_CONSEGNA A_
Nell'intervista sul disco Hrudja, quale disco regalò il padre all'intervistato quando frequentava le elementari?
_CONSEGNA B_
Scrivi il seguito dell'intervista sul disco Hrudja, riprendendo subito dopo la sua ultima frase.

_TESTO_
★ ★ ★

Mi ricorderò sempre che quando ero alle elementari mio padre mi regalò Fabrizio De André in concerto – Arrangiamenti PFM, quello resta in assoluto il disco che ho ascoltato di più nella mia vita. In Carnia i negozi di dischi non erano molti quindi vivevo con ciò che mi passava mio padre. Ascoltavo questo disco di continuo, anche durante la notte, e soprattutto Amico Fragile – in chiusura di scaletta – mi accendeva in modo particolare. Credo sia stata quella la volta in cui mi sono detto che un giorno sarei voluto essere musicista, che avrei voluto scrivere qualcosa del genere. È il mio primo ricordo in cui mi sono detto “potrei farlo nella vita”.
Sono felice di parlare di De André perché personalmente inserisco Hrudja nello stesso solco di dischi come Creuza de mä per il coraggio di aver scelto una lingua minoritaria ma che è una lingua a tutti gli effetti, il carnico (cjarniel) isolando in qualche modo le tue canzoni, come lui lo aveva fatto usando il genovese stretto. Immagino che il carnico sia per te come una seconda pelle ma resta il fatto di aver un po’ rinunciato, peraltro con il disco d’esordio, al senso della parola, a una comprensibilità immediata e pervasiva, una delle armi più determinanti e affilate per un cantautore. Cosa ha significato per te questa scelta? In questo si può ritrovare anche un sentimento di tipo politico?
Un sentire da un punto di vista politico può esserci perché quando ho deciso di fare questo disco, raccogliendo anche canzoni che avevo scritto dieci anni fa e che non ero mai riuscito a pubblicare, ho deciso di farlo in friulano principalmente (nel disco è presente anche l’utilizzo della lingua inglese, ndr), perché ho sentito il bisogno di seguire anche una tradizione di cantautori che aveva portato avanti questa scelta tempo fa, soprattutto negli anni novanta, e poi perché cercavo, dando molto peso a quello che scrivo, di farlo utilizzando la lingua che parlo per essere il più sincero possibile. Ho così avuto la possibilità di far vivere quello che è il mio mondo interiore nelle canzoni, che altro non sono che paesaggi di ciò che sento dentro di me, di quello che ho vissuto in questi anni in Friuli. Il friulano è la mia lingua madre, la mia prima lingua, quella che parlo tutti i giorni, quindi se volevo essere sincero dovevo scrivere in friulano. Non volevo certo trovarmi nella condizione di dover tradurre le mie canzoni per renderle fruibili ai più, e poi perché penso che una lingua come la mia, così come anche il genovese, sono lingue che trasportano già al loro interno quello che sono i paesaggi in cui vengono parlate. E visto che oltre alla mia interiorità volevo che il disco potesse parlare di montagne, di cosa significa viverci, ho pensato che il suono, il timbro di queste parole portasse tutto quanto è per me la Carnia.

★ ★ ★

_ESTRATTI DEL DATASET_
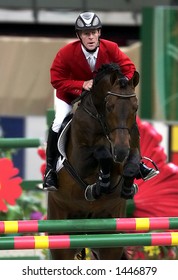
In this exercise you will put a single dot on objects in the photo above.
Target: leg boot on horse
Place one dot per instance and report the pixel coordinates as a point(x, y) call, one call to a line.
point(145, 172)
point(134, 168)
point(50, 178)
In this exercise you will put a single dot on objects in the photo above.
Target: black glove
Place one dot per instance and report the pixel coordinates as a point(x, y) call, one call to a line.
point(123, 82)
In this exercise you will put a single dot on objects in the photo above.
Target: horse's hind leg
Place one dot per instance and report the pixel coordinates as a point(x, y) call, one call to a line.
point(60, 254)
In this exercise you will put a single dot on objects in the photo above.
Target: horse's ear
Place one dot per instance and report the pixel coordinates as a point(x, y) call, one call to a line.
point(135, 78)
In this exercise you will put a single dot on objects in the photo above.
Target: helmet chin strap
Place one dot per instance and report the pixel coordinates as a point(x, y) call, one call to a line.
point(90, 51)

★ ★ ★

_RISPOSTA A_
Fabrizio De André in concerto – Arrangiamenti PFM.

_RISPOSTA B_
Un po’ come il Mediterraneo immaginato da De André e Mauro Pagani che inizialmente avevano optato per un idioma immaginario, una sorta di grammelot degli uomini di mare. Credo che anche per te fosse necessario trovare una lingua che scivolasse sopra suoni e strumenti, che evocasse attraverso fonemi cantati – indipendentemente dalla loro immediata comprensibilità – le stesse atmosfere che i tuoi luoghi evocavano. Gli ascolti che hai fatto da piccolo sembrano essere tornati.
Sì assolutamente, anche perché crescendo ho iniziato ad ascoltare De André in maniera più intensa, e credo che le canzoni che ha scritto in genovese siano state, in maniera retroattiva e non esattamente conscia, una sorta di incoraggiamento, un aiuto a fare questa scelta. Avevo iniziato a scrivere in italiano ma quando si è presentata la possibilità di fare un disco, il mio primo disco, mi era chiaro che volevo farlo in carnico anche perché nel panorama musicale italiano sentivo il bisogno di fare qualcosa che mi rappresentasse nella totalità, non volevo di certo finire in mezzo a una corrente di musicisti che non ascolto più di tanto.
Pensando ai titoli dei brani del disco ravviso un forte riferimento al corpo, alla fisicità che si fa luogo. La schiena (Šchena), il grembo (Grim), la pelle (Piel). Si cela una ricerca dietro a questa corporeità espressa attraverso elementi così universali o è stato un processo naturale?
Prima tu hai parlato di lingua come seconda pelle, ed è giustissimo, è esattamente quello che sento. Mi ricollego un attimo a quello che dicevamo prima, la decisione politica: il carnico, che è la variante più antica del friulano, è una lingua che sento che pian piano sta scivolando via dalla pelle di una lingua – il friulano – molto più parlata. Nella Carnia, oltre a sentire la desolazione che sta prendendo piede in quelle zone, percepisco anche quanto questa lingua venga parlata di meno quindi c’è anche la mia volontà di salvare determinate parole.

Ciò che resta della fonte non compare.